## [Instructions to follow]
Swap "windshield" for "windscreen" in the entries from the line with "Locate every instance of the car windshield" up to and including the final line, and write out only those lines with everything else left as it is.

>> START Records to process

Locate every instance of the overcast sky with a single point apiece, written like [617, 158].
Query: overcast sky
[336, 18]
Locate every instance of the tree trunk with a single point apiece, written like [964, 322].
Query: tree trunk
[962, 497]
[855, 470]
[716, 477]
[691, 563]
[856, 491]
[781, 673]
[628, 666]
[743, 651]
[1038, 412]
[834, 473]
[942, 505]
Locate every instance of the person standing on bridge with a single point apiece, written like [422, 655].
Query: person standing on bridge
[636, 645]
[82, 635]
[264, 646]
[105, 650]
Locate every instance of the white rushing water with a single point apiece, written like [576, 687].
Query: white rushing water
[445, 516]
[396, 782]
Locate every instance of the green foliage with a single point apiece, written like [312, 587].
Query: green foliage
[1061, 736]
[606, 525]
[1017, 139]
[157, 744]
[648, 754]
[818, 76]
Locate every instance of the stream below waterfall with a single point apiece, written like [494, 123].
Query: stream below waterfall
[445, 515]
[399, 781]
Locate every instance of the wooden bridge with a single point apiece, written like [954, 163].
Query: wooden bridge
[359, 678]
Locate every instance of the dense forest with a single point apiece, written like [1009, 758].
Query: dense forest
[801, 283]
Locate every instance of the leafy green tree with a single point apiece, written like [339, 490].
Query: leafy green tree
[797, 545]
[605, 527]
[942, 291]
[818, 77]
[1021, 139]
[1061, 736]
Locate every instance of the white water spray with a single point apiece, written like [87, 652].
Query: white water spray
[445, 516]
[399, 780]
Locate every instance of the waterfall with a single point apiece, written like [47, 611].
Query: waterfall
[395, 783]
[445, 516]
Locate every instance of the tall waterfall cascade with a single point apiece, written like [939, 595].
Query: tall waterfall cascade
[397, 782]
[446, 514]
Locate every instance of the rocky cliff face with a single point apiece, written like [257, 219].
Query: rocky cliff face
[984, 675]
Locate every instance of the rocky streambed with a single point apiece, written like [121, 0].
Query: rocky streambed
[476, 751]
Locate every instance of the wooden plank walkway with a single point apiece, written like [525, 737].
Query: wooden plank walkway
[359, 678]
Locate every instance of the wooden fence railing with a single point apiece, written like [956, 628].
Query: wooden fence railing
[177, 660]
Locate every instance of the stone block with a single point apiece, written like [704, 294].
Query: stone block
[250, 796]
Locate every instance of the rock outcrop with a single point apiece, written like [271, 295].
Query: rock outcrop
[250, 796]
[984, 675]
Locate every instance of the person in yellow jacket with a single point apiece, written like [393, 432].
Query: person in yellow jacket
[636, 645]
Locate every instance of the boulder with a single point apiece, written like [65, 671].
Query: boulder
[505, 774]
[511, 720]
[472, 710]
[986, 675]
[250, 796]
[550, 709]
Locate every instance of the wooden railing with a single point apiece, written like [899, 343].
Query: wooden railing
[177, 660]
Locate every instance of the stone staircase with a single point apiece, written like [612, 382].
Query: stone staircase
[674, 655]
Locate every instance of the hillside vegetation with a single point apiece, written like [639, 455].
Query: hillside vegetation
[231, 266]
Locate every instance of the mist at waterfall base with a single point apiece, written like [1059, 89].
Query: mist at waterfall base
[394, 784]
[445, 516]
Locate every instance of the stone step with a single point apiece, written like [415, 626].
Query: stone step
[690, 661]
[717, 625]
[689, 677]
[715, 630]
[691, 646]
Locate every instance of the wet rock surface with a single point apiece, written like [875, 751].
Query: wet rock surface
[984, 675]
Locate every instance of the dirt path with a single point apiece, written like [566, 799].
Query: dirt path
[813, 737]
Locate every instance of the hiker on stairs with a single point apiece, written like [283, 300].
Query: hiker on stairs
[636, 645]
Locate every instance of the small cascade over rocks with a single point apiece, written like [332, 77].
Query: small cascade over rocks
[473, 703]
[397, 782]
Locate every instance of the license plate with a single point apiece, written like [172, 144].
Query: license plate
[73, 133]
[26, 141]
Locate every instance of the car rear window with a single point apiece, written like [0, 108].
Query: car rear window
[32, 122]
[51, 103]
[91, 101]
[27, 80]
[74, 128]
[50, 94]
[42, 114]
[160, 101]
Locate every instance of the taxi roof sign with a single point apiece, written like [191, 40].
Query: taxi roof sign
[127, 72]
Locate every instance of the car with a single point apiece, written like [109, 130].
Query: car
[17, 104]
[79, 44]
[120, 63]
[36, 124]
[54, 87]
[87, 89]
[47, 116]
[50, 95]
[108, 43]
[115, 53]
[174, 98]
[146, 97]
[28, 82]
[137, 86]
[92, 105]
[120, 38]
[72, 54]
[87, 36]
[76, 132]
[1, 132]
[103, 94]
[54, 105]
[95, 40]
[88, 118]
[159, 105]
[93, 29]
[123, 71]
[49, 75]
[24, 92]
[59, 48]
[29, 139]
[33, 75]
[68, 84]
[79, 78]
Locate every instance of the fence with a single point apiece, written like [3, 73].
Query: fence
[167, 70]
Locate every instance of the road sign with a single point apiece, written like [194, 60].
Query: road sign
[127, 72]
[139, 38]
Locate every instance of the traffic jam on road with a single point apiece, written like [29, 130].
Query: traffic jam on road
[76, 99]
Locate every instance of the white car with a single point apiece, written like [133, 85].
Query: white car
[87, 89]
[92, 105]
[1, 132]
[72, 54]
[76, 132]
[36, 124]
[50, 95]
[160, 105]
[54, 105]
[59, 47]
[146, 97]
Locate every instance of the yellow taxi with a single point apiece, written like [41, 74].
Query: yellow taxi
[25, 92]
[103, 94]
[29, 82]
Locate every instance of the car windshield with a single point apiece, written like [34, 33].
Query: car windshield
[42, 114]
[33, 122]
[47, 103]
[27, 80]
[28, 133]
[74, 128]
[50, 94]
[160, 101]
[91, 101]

>> END Records to process

## [Output]
Locate every instance of the car windscreen with a single point apiece, written like [34, 33].
Query: car windscreen
[42, 114]
[33, 122]
[47, 103]
[27, 80]
[28, 133]
[74, 128]
[50, 94]
[160, 101]
[91, 101]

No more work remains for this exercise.